*** Opening Source document ***

But mentally, surgery can be taxing on a baseball player. Hager would have given anything to be back on the field with his teammates, as was evidenced when he played through the injury in 2014. He developed a routine in rehab to keep his mind sharp and his sights on getting back on the field.
“Every day I went to Starbucks and I’d read,” he said. “I read positive books, mental books to keep me strong and motivated, and keep me going. I took that into physical therapy and rehab, and just got after it. I knew by the end of the process I was going to be back and healthy, and I came back to spring training stronger than I ever have been.”
Hager read books like Brendon Burchard’s “The Charge,” and Jim Afremow’s “The Champion’s Mind: How Great Athletes Think, Train and Thrive.” He would start his day early at the baseball field, doing as much rehab work as he was allowed to, then head to the coffee shop in the afternoon and read.
“I feel like a better baseball player mentally and physically,” he said.
Physically, he has already picked out some big differences.
“When I was going through that season in Montgomery, it hurt to swing, to load on my legs,” Hager said. “When I’d run, I couldn’t stop. I had to slowly gradually stop, but now I’m more explosive. I’m not thinking about it. I can stop hard, it feels great.”
In the infield, that ability to stop and change directions quickly can be the difference between a hit and an out. And in a minor league system like the Rays have, you have to have those defensive skills to be versatile.
“We have a stacked infield, and it’s awesome,” Hager said. “It’s fun to play together. We all know a little different things, we all pick our brains, we have a great time together.”
Hager got to know fellow shortstop Daniel Robertson when Robertson was rehabbing from a wrist injury last season. He got close with Willy Adames, another top prospect who plays shortstop in the Rays system, when the duo played together in Montgomery at the beginning of this season.

*** Closing Source document ***
*** Opening Supplied records ***

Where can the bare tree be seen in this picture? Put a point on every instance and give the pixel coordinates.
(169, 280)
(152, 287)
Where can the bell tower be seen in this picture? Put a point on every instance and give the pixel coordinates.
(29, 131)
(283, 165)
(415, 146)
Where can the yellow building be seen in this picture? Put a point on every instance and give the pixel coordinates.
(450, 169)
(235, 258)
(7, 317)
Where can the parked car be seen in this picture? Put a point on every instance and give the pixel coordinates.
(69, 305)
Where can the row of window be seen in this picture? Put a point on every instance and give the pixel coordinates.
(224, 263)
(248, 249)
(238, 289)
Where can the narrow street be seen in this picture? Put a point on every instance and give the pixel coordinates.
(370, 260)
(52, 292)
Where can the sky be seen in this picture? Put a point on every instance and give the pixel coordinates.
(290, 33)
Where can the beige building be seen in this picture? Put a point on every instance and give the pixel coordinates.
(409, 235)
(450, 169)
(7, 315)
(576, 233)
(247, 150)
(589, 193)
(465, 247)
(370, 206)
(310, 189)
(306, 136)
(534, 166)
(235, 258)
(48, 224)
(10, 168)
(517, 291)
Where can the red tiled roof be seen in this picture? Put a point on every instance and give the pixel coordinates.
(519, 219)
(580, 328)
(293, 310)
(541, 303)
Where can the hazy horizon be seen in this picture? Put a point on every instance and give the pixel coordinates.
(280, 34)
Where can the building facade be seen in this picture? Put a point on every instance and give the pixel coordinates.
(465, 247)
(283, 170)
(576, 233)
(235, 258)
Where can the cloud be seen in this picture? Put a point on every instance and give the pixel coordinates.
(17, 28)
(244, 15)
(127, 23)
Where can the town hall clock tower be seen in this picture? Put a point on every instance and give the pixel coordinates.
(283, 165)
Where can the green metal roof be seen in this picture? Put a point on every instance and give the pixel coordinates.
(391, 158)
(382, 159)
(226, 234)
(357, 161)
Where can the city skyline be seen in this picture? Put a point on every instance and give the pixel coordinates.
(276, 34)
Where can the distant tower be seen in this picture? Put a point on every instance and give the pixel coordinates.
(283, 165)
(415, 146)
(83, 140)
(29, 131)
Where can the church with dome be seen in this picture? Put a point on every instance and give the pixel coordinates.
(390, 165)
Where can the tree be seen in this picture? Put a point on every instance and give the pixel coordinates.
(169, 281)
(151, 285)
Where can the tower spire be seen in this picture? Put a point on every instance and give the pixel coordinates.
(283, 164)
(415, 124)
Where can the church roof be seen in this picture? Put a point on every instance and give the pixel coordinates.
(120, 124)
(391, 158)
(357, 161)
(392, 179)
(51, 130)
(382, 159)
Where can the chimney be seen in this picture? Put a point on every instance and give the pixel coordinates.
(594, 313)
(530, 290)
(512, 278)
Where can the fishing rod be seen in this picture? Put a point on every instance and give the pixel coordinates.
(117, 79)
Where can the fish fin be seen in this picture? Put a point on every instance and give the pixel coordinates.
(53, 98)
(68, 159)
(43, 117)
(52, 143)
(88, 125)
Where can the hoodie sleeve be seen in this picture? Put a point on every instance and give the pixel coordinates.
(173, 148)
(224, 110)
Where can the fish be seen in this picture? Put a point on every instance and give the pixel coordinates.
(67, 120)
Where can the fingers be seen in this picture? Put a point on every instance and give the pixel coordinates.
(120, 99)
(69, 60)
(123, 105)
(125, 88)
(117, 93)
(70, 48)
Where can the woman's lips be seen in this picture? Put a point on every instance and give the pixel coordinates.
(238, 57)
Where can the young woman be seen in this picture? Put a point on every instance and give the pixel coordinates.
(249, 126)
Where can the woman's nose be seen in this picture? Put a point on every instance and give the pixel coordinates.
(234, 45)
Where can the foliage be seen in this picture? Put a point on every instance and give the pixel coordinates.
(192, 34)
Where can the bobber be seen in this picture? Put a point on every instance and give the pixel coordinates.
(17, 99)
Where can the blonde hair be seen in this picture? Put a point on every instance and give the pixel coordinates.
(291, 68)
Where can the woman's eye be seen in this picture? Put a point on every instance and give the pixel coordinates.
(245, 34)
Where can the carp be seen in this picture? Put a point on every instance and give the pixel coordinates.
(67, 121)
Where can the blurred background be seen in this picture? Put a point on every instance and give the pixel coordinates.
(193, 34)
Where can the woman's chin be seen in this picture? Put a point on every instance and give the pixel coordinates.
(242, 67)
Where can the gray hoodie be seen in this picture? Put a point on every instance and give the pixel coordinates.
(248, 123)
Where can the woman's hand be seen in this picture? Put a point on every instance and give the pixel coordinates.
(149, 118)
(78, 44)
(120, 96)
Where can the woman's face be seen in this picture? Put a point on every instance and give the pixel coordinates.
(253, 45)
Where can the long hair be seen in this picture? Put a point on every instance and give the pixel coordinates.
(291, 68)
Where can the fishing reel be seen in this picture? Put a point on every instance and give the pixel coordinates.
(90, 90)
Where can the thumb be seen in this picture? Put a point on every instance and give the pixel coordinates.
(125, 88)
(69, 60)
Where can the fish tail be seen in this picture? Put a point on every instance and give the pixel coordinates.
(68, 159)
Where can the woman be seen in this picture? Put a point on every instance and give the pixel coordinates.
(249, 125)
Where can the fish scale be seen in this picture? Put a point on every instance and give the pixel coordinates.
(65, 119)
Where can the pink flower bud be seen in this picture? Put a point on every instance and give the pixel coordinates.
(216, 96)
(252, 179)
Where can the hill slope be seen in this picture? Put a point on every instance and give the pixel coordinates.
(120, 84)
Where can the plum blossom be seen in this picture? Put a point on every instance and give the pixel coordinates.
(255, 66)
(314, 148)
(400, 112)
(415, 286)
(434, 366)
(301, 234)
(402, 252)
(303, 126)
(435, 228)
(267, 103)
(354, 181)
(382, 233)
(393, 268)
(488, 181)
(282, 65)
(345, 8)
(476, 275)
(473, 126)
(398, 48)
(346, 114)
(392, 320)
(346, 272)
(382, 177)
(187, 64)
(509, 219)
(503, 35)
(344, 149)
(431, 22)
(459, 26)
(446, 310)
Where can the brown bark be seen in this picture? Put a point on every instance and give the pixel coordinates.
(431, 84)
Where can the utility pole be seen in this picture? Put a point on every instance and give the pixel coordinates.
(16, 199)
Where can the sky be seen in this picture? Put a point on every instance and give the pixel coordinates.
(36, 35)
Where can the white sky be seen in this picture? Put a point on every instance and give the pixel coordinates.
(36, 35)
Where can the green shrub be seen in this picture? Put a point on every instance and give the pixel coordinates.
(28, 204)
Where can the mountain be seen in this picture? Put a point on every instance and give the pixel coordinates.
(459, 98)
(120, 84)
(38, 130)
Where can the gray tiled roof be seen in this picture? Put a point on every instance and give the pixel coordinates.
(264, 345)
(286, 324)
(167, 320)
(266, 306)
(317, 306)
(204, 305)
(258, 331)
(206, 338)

*** Closing Supplied records ***

__Problem requirements__.
Using the article on Hager's recovery from surgery, explain in one to three sentences why he read books during his rehab. The records were taken from a different source than the article.

__Reply to the task__.
Surgery can be mentally taxing, so Hager read to keep his mind sharp and stay focused on getting back on the field. He chose positive, mental books to keep himself strong, motivated and going.